» **PASSAGE SHOWN**
Hyperbaric Oxygen Therapy (HBOT) is gaining recognition for its ability to support healing, reduce inflammation, and improve neurological and physical outcomes. While the science behind HBOT is compelling, patient safety is equally important. A critical aspect of safety lies in understanding the different types of hyperbaric chambers, how they operate, their risks, and how patients can ensure they are receiving care from qualified providers.
Types of Hyperbaric Chambers
HBOT chambers are broadly categorized by capacity (monoplace vs. multiplace) and construction (hard-shell vs. soft-shell). Hard-shell chambers are typically medical-grade and used in clinical settings, while soft-shell ones are often for milder, non-medical applications. Beyond these, there are specialized chambers for diving medicine and emergency use.
Monoplace Chambers
Hard-Shell (Medical-Grade)
Rigid acrylic or plexiglass tubes designed for one patient lying down. They are FDA-approved for 14 recognized conditions and can reach up to ~3.0 ATA. The entire chamber is pressurized with 100% oxygen, delivering strong therapeutic effects but creating a higher fire risk. Because these chambers are fully enclosed, patients may experience claustrophobia, though many facilities provide communication systems to ease anxiety. Despite the risks, hard-shell monoplace chambers remain the most widely used type of HBOT chamber in outpatient clinics due to their effectiveness and accessibility.
Soft-Shell (“Mild”)
Portable, inflatable chambers typically operating at 1.3–1.5 ATA, sometimes with an oxygen concentrator. These are not FDA-approved for most medical conditions (except acute mountain sickness). While more accessible, they cannot achieve therapeutic pressures needed for most HBOT indications. They are often marketed for wellness, athletic recovery, or anti-aging, but scientific evidence supporting these uses remains limited. Because they are frequently used outside of medical supervision, safety standards and effectiveness can vary widely.
Multiplace Chambers
Multiplace chambers are larger, room-sized units designed to treat multiple patients at once. The chamber itself is filled with compressed air, while each patient breathes 100% oxygen through a mask or hood. These chambers typically operate at 2.0–3.0 ATA and offer several advantages, including direct supervision by trained staff, reduced claustrophobia due to the open space, and the ability to provide “air breaks” to lower the risk of oxygen toxicity. Because multiple people are treated at the same time, safety protocols must be strictly enforced, especially fire prevention, and patients must wear their masks consistently to ensure effective therapy.

» **ASSIGNED TASK**
Copy the part of the hyperbaric chamber passage that opens with the words containing "Hyperbaric Oxygen Therapy" and closes with "from qualified providers.".

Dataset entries
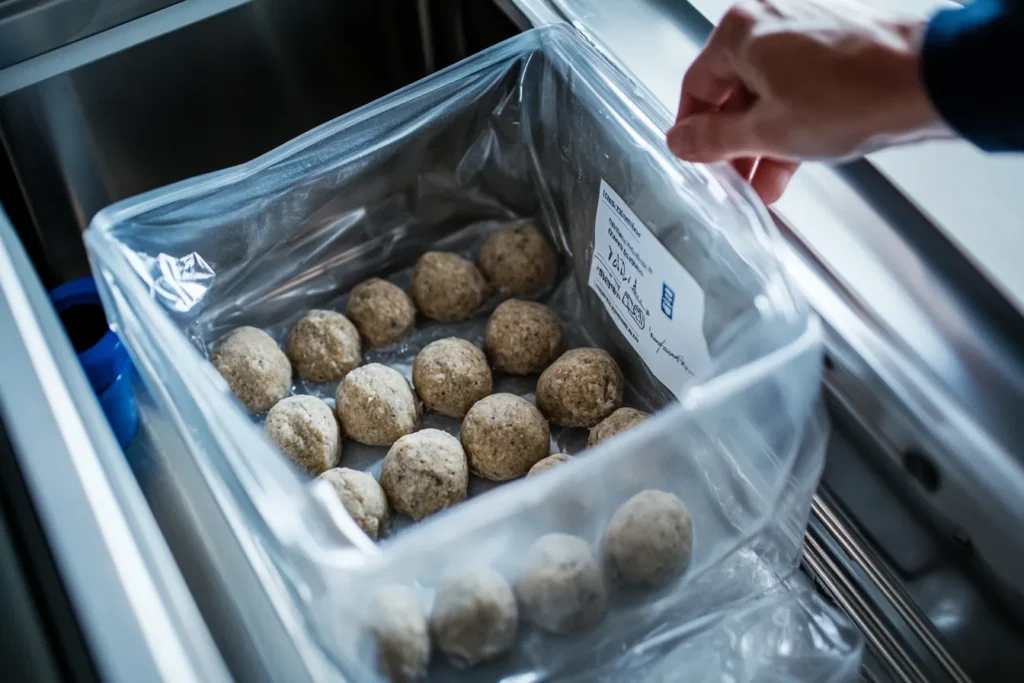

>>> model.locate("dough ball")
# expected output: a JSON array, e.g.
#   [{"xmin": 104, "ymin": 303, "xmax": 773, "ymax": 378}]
[
  {"xmin": 335, "ymin": 362, "xmax": 420, "ymax": 445},
  {"xmin": 210, "ymin": 327, "xmax": 292, "ymax": 413},
  {"xmin": 430, "ymin": 567, "xmax": 519, "ymax": 667},
  {"xmin": 413, "ymin": 337, "xmax": 492, "ymax": 418},
  {"xmin": 516, "ymin": 533, "xmax": 608, "ymax": 635},
  {"xmin": 345, "ymin": 278, "xmax": 416, "ymax": 346},
  {"xmin": 263, "ymin": 396, "xmax": 341, "ymax": 475},
  {"xmin": 288, "ymin": 310, "xmax": 362, "ymax": 383},
  {"xmin": 479, "ymin": 223, "xmax": 558, "ymax": 294},
  {"xmin": 604, "ymin": 489, "xmax": 693, "ymax": 586},
  {"xmin": 381, "ymin": 429, "xmax": 469, "ymax": 520},
  {"xmin": 462, "ymin": 393, "xmax": 551, "ymax": 481},
  {"xmin": 483, "ymin": 299, "xmax": 565, "ymax": 375},
  {"xmin": 537, "ymin": 348, "xmax": 623, "ymax": 427},
  {"xmin": 319, "ymin": 467, "xmax": 388, "ymax": 541},
  {"xmin": 587, "ymin": 408, "xmax": 650, "ymax": 446},
  {"xmin": 370, "ymin": 586, "xmax": 430, "ymax": 683},
  {"xmin": 413, "ymin": 251, "xmax": 487, "ymax": 323},
  {"xmin": 526, "ymin": 453, "xmax": 572, "ymax": 477}
]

» **OUTPUT FOR THIS TASK**
Hyperbaric Oxygen Therapy (HBOT) is gaining recognition for its ability to support healing, reduce inflammation, and improve neurological and physical outcomes. While the science behind HBOT is compelling, patient safety is equally important. A critical aspect of safety lies in understanding the different types of hyperbaric chambers, how they operate, their risks, and how patients can ensure they are receiving care from qualified providers.